[Location identification data]
--- begin ---
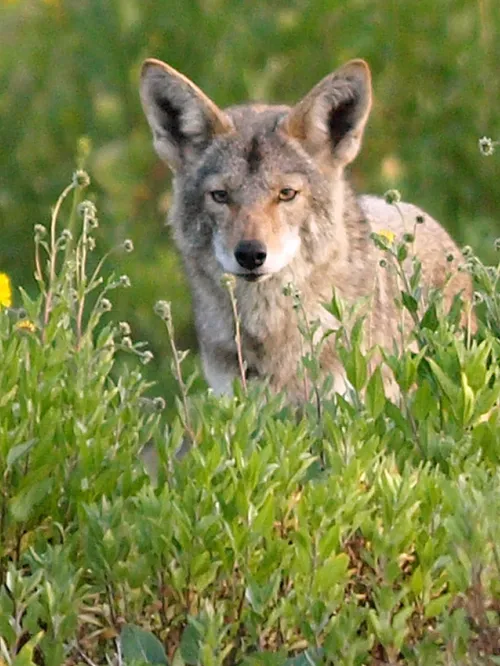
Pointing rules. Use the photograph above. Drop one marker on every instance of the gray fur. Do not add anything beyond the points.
(320, 240)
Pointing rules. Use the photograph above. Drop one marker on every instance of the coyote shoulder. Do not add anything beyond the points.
(260, 193)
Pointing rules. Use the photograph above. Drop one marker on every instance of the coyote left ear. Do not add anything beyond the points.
(330, 120)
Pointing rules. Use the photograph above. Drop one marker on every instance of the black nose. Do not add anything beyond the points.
(250, 254)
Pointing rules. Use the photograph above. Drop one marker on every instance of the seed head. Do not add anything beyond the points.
(392, 196)
(81, 178)
(146, 357)
(105, 305)
(40, 231)
(486, 146)
(124, 328)
(163, 309)
(477, 298)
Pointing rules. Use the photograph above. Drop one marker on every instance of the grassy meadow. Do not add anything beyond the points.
(358, 532)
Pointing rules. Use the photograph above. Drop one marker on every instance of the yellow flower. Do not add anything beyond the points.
(5, 291)
(388, 235)
(25, 325)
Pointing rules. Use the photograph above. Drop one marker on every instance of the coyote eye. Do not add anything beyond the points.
(220, 196)
(287, 194)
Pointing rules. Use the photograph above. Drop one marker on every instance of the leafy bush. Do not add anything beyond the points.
(362, 531)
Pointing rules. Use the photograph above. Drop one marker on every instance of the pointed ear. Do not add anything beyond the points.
(183, 120)
(330, 120)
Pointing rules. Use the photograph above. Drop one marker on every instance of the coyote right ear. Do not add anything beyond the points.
(330, 120)
(183, 120)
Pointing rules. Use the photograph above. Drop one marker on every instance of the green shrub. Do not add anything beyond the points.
(362, 531)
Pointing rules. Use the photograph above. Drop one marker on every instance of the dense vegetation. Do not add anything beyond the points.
(70, 69)
(362, 531)
(151, 523)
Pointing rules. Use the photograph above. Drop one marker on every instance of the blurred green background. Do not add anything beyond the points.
(70, 69)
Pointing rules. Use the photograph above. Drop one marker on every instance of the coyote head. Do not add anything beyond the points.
(261, 184)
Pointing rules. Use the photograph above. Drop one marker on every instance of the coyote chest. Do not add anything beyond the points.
(260, 193)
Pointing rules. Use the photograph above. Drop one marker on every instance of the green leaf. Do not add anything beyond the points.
(264, 520)
(138, 644)
(190, 645)
(25, 657)
(375, 395)
(22, 505)
(333, 571)
(18, 451)
(430, 319)
(437, 606)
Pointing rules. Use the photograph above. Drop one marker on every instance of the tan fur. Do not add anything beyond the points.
(256, 155)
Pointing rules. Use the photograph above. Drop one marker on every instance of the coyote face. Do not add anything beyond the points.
(260, 192)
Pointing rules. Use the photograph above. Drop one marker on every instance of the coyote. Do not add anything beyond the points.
(260, 193)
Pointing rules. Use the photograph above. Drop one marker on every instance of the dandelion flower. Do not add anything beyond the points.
(5, 291)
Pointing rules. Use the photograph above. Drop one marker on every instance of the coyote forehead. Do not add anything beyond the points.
(260, 192)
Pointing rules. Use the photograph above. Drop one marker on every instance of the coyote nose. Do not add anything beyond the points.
(250, 254)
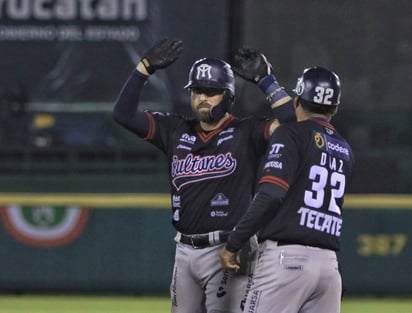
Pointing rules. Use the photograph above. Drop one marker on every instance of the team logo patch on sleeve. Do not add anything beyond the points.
(332, 146)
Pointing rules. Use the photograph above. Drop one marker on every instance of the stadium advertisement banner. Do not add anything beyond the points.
(69, 51)
(72, 20)
(44, 226)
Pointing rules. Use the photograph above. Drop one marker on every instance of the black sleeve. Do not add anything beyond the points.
(126, 111)
(262, 209)
(285, 113)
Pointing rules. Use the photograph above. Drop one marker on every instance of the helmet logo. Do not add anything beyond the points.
(204, 71)
(300, 86)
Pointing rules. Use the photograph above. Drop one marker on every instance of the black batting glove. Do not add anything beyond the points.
(251, 64)
(162, 54)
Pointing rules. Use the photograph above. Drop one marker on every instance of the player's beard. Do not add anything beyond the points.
(203, 115)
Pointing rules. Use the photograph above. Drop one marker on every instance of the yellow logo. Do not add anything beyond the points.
(319, 140)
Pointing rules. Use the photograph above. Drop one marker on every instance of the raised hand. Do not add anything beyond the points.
(162, 54)
(251, 64)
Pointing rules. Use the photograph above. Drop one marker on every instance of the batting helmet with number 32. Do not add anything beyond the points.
(319, 85)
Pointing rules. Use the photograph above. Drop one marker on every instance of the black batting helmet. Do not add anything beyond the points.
(319, 85)
(212, 73)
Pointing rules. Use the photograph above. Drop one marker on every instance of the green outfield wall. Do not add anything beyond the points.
(123, 243)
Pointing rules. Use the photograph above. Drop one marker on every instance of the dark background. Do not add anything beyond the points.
(56, 96)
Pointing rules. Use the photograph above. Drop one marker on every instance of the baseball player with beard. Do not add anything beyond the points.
(297, 210)
(213, 160)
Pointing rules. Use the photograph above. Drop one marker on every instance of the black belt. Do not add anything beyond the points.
(204, 240)
(286, 243)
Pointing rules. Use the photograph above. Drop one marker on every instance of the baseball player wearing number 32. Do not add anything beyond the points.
(213, 160)
(297, 211)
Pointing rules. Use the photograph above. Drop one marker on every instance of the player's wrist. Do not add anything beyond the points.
(275, 94)
(141, 68)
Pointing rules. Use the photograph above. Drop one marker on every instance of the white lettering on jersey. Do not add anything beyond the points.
(273, 164)
(320, 221)
(194, 168)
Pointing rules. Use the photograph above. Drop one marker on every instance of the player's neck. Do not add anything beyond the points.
(208, 126)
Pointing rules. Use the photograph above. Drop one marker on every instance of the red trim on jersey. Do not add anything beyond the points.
(276, 181)
(150, 132)
(267, 130)
(323, 123)
(205, 136)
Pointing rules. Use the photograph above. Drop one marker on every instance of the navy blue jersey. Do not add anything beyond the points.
(212, 174)
(313, 163)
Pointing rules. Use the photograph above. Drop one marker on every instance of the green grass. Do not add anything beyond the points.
(129, 304)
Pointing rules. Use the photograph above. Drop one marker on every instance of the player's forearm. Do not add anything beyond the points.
(126, 111)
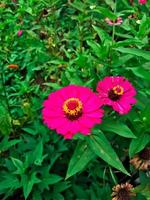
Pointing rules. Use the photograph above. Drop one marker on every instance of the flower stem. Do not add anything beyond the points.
(5, 95)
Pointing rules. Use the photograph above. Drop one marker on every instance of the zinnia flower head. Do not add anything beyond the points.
(142, 1)
(116, 22)
(117, 92)
(72, 109)
(141, 160)
(19, 33)
(122, 192)
(13, 66)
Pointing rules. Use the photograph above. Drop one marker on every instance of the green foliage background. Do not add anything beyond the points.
(68, 42)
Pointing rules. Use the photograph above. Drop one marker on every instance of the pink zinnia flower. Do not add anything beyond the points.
(19, 33)
(116, 22)
(117, 92)
(72, 109)
(142, 1)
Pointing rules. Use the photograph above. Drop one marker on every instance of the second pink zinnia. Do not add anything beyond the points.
(117, 92)
(72, 109)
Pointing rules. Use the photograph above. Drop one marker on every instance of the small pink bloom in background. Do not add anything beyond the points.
(71, 110)
(19, 33)
(142, 1)
(116, 22)
(117, 92)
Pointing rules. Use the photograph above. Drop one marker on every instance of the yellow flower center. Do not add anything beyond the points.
(72, 108)
(118, 90)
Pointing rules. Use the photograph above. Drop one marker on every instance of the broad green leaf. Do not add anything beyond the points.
(136, 52)
(121, 60)
(81, 157)
(102, 34)
(49, 179)
(52, 179)
(105, 12)
(117, 127)
(102, 148)
(111, 3)
(28, 182)
(19, 165)
(139, 143)
(141, 72)
(10, 181)
(38, 153)
(5, 121)
(6, 144)
(144, 189)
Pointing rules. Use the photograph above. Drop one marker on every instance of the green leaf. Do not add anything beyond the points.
(121, 60)
(38, 153)
(105, 12)
(81, 157)
(138, 144)
(28, 182)
(117, 127)
(102, 148)
(5, 144)
(136, 52)
(144, 189)
(5, 121)
(102, 34)
(52, 179)
(19, 165)
(141, 72)
(49, 179)
(9, 181)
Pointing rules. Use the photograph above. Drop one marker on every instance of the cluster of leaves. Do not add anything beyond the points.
(68, 42)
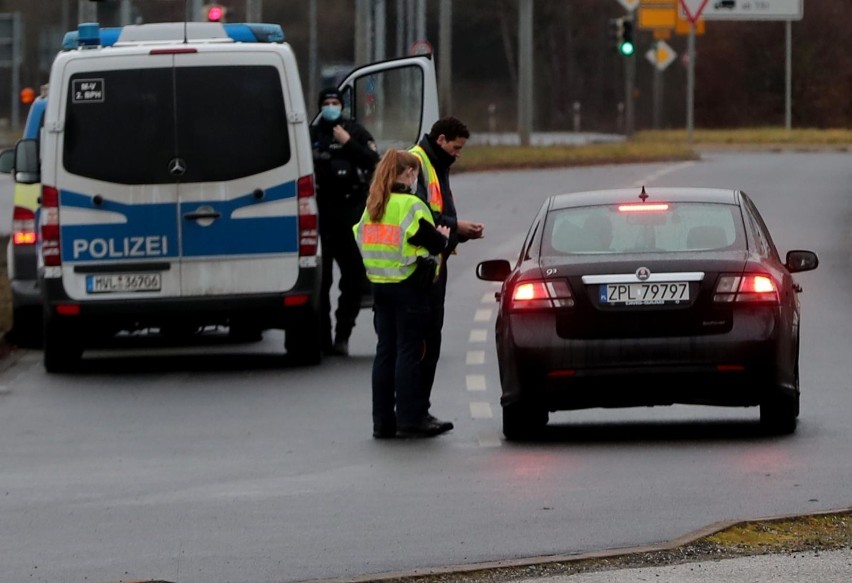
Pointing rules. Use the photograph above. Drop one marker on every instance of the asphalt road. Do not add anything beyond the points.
(219, 462)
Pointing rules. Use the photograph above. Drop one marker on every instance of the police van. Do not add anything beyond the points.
(177, 183)
(21, 249)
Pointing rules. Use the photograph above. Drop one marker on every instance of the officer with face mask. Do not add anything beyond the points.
(344, 158)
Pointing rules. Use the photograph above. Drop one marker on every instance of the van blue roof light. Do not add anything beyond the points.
(254, 32)
(88, 34)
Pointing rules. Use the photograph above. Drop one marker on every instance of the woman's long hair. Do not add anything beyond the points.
(392, 164)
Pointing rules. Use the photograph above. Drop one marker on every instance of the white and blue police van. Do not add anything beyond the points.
(177, 186)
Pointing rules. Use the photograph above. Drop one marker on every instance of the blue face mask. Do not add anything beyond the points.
(331, 112)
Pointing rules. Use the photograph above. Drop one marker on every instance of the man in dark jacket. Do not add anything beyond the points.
(437, 151)
(344, 158)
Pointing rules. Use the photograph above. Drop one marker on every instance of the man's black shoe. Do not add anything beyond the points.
(427, 427)
(340, 348)
(384, 432)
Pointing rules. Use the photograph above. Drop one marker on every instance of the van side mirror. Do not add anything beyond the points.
(27, 168)
(7, 161)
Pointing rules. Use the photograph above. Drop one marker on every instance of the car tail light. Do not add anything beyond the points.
(749, 287)
(308, 232)
(23, 226)
(542, 294)
(50, 250)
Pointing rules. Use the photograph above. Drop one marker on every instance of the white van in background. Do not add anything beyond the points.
(177, 181)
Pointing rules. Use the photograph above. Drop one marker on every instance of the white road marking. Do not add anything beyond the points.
(475, 382)
(483, 315)
(478, 336)
(480, 410)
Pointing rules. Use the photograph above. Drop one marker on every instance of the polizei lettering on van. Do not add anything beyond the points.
(120, 248)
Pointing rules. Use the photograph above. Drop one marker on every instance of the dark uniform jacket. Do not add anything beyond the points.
(343, 171)
(441, 161)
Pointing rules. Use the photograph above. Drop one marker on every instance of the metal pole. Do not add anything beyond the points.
(420, 24)
(788, 114)
(313, 65)
(380, 19)
(445, 52)
(690, 84)
(17, 41)
(87, 11)
(400, 28)
(361, 31)
(525, 70)
(630, 84)
(658, 96)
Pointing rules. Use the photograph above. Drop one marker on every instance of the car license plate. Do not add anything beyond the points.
(123, 282)
(644, 294)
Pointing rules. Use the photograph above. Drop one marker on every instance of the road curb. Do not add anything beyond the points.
(670, 545)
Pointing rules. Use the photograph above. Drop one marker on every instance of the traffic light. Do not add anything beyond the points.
(626, 46)
(215, 13)
(621, 35)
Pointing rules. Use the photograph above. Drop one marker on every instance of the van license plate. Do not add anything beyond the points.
(123, 282)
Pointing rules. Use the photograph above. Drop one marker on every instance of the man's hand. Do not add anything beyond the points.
(470, 230)
(341, 136)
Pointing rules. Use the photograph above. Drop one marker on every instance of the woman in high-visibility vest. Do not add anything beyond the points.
(400, 246)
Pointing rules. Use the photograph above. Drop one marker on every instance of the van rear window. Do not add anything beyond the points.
(128, 126)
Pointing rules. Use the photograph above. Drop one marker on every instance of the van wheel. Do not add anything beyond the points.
(62, 348)
(302, 342)
(27, 328)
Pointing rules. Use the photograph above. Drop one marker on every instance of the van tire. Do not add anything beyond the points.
(62, 347)
(302, 342)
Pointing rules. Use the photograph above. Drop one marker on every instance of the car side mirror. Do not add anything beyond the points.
(7, 161)
(798, 260)
(27, 166)
(493, 270)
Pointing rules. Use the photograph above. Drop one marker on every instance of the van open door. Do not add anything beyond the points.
(396, 100)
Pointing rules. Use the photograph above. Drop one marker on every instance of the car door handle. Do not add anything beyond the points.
(194, 216)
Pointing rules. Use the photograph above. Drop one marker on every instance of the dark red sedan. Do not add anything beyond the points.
(628, 297)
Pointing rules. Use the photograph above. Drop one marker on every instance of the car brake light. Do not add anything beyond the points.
(542, 294)
(749, 287)
(23, 226)
(308, 232)
(50, 250)
(643, 208)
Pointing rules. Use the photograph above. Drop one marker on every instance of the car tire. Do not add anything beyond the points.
(523, 421)
(62, 347)
(778, 412)
(302, 342)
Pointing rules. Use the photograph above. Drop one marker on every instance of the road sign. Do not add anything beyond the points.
(651, 18)
(754, 10)
(661, 56)
(693, 8)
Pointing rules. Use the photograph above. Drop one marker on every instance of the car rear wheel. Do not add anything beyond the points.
(63, 348)
(778, 413)
(523, 420)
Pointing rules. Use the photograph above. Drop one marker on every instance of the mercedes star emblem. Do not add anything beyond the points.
(177, 167)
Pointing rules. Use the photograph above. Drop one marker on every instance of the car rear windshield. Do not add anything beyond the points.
(127, 126)
(674, 227)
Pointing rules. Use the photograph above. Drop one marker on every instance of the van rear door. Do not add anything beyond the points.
(395, 100)
(237, 192)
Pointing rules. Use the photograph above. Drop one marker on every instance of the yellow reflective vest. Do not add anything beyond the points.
(387, 254)
(433, 187)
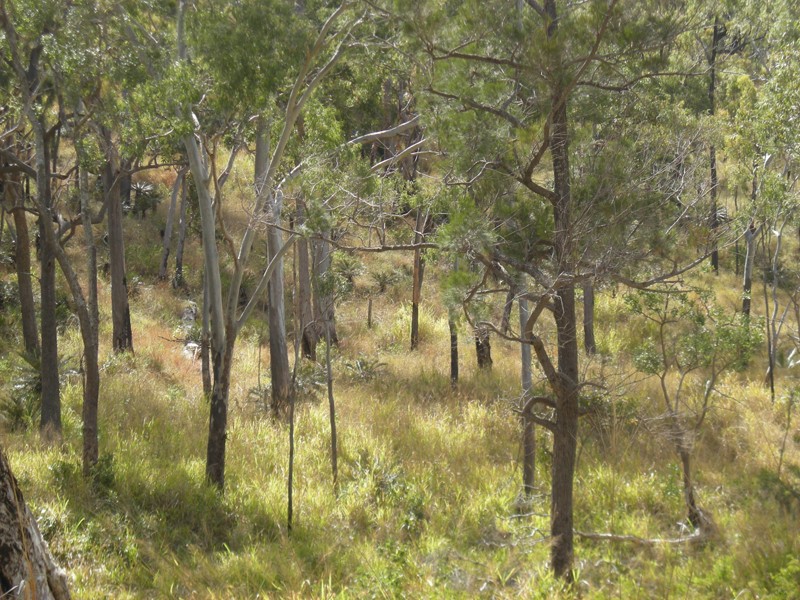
--- end ---
▶ **Exercise objective**
Could you arrange the data from the line containing "sign. Do not add anything beyond the points." through the end of the data as a two-column CSV headed instruction and points? Give one row per instruction with its points, quote each field, replace line breaks with spaces, and leave the pictures out.

▶ **Complete output**
instruction,points
"Pointing rules. Use the photograph above. Drop one marker on every instance of the road sign. Do not add anything beyond the points.","(651, 18) (754, 10) (661, 56) (693, 8)"
"Pointing rules. Use the photograph above. Drop one marker on every instance of the car rear wheel. Do not add anything beyond the points.","(63, 348) (778, 413) (523, 420)"
"Pointing rules. Use the photograph above. Drop one marker on every instance of the mercedes star emblem. Do not add anything beyond the points.","(177, 167)"
"Pointing rules. Use the photograph above. Drop one marker on every instance of the car rear windshield. Do not add anything beyond the points.","(127, 126) (674, 227)"
"Pointing rules. Use the photograph above. Drop one marker on every instance of the van rear door. Do not add anything beyond the points.","(395, 100) (237, 192)"
"Pointing rules. Use the photograph above. Drop one marker on every instance of the yellow reflective vest. Do not add anything beyond the points.","(387, 254) (433, 187)"